--- Assigned task ---
Retype the records exactly, with nothing added or dropped.

--- Source data ---
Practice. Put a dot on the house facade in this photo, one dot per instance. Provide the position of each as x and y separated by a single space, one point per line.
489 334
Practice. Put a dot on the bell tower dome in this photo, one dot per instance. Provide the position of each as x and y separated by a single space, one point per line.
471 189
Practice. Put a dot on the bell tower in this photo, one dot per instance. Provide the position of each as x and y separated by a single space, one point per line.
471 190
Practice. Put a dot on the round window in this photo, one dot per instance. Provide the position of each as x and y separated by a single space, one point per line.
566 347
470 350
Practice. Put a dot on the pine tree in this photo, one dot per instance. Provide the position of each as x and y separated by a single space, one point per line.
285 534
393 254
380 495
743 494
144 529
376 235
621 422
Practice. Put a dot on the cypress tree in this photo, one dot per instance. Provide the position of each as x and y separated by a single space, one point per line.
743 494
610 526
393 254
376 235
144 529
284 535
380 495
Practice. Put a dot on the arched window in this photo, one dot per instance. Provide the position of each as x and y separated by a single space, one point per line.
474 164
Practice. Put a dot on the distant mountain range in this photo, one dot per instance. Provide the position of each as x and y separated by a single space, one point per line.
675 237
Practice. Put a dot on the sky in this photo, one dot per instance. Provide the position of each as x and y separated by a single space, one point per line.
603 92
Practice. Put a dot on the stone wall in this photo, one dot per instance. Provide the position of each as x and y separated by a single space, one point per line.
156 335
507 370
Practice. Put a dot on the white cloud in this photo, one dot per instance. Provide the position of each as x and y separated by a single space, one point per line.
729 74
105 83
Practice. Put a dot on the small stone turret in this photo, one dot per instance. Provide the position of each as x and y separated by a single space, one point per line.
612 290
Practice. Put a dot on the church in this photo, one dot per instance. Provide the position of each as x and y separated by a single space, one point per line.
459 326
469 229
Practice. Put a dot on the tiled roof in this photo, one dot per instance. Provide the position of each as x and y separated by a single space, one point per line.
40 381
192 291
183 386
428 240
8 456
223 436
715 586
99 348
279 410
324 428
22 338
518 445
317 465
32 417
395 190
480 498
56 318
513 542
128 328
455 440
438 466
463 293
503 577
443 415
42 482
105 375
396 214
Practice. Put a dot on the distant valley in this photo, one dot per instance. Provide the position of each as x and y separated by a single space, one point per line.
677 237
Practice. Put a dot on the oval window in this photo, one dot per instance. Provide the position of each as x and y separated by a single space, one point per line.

--- Answer for the task ---
Practice. Put a dot on the house facade in this photo, one dot per instance. Provide the position of each as x and y separated by a single space, one point per line.
489 334
Practice. Put a dot on the bell tower dome in this photo, one dot per instance. Provide the position of each as x and y separated by a single space, one point per line.
471 189
Practice. Put a dot on the bell tower in this photo, one dot per instance. Provide the position of each as x and y separated by a single space, one point per line.
471 190
Practice. Put a dot on the round window in this photo, one dot per instance. Provide the position of each as x and y separated by a single space, one point per line.
566 347
470 350
Practice. Put a dot on the pine tree in this photo, one dot per instance. Provide the position of each as x and y separated by a single space, one point per line.
285 534
393 254
380 495
743 494
144 529
376 235
621 422
Practice. Put a dot on the cypress tree in this photo, one dot per instance. Provide the position of each as x and y separated by a single space, one point per line.
743 494
610 526
393 254
376 235
144 529
284 535
380 495
Practice. Put a dot on the arched window in this photo, one dot per instance. Provide the position of each as x and y separated by a single space, one point per line.
474 164
Practice. Put a dot on the distant mountain range in this photo, one dot per instance. Provide the position of each as x and y separated by a single space, one point per line.
675 237
Practice. Put a dot on the sky in this photo, one dot per instance. Provide the position of each as x and y separated by a single space, one point per line.
603 92
Practice. Put a dot on the stone wall in this photo, one dot per instance. Provide the position of each as x and y separated by a single space, one point per line.
156 335
507 370
Practice. Put a dot on the white cloud in this photo, one dot per instance. Provide the position of each as x and y separated by a single space, one point per line.
729 74
105 83
Practice. Put a dot on the small stone turret in this photo, one dot per instance. Provide the position of each as x and y separated by a single space, one point per line.
612 290
Practice. Put a dot on the church in this photo, one dot per instance. Provide the position of each as x and y separated by a single space, one point per line.
459 326
469 229
Practice. Put a dot on the tiled roof in this photo, one dot per instance. Provide the position of each as x and y separated by a single space, one point per line.
40 381
192 291
183 386
428 240
8 456
223 436
715 586
99 348
279 410
324 428
22 338
518 445
317 465
32 417
395 190
480 498
56 318
513 542
128 328
455 440
438 466
463 293
503 577
443 415
42 482
105 375
396 214
Practice. Put a dot on the distant valley in this photo, one dot per instance. Provide the position of each as x and y separated by a single space, one point per line.
677 237
Practice. Put a dot on the oval window in this photo, one dot per instance. Provide the position of each as x and y separated by a single space, one point per line.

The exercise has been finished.